===== DATA FOR THIS EXERCISE =====

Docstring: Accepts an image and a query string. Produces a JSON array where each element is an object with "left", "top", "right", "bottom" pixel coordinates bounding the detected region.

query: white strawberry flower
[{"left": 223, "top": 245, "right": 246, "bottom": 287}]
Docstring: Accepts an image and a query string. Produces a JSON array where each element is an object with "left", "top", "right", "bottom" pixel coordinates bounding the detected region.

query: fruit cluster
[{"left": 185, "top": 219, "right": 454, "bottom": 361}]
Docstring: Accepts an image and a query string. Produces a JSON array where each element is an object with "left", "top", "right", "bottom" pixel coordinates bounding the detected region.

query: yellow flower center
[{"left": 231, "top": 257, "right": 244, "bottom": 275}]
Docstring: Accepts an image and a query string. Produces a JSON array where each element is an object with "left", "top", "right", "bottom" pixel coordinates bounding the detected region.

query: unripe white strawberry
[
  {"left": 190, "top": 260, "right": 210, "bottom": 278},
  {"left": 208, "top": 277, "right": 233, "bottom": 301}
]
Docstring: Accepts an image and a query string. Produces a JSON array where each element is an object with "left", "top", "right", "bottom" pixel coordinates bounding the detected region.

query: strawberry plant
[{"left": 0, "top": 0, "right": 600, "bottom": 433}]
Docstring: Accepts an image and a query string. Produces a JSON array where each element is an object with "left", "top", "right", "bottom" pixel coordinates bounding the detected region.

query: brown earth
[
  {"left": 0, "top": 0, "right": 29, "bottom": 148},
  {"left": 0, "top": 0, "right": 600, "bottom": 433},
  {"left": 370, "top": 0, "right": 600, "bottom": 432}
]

=====

■ GIVEN TASK: Identify each line in the items above that contains the word "flower", and copy those lines.

■ ANSWER FOR THIS EXERCISE:
query: white strawberry flower
query: yellow flower center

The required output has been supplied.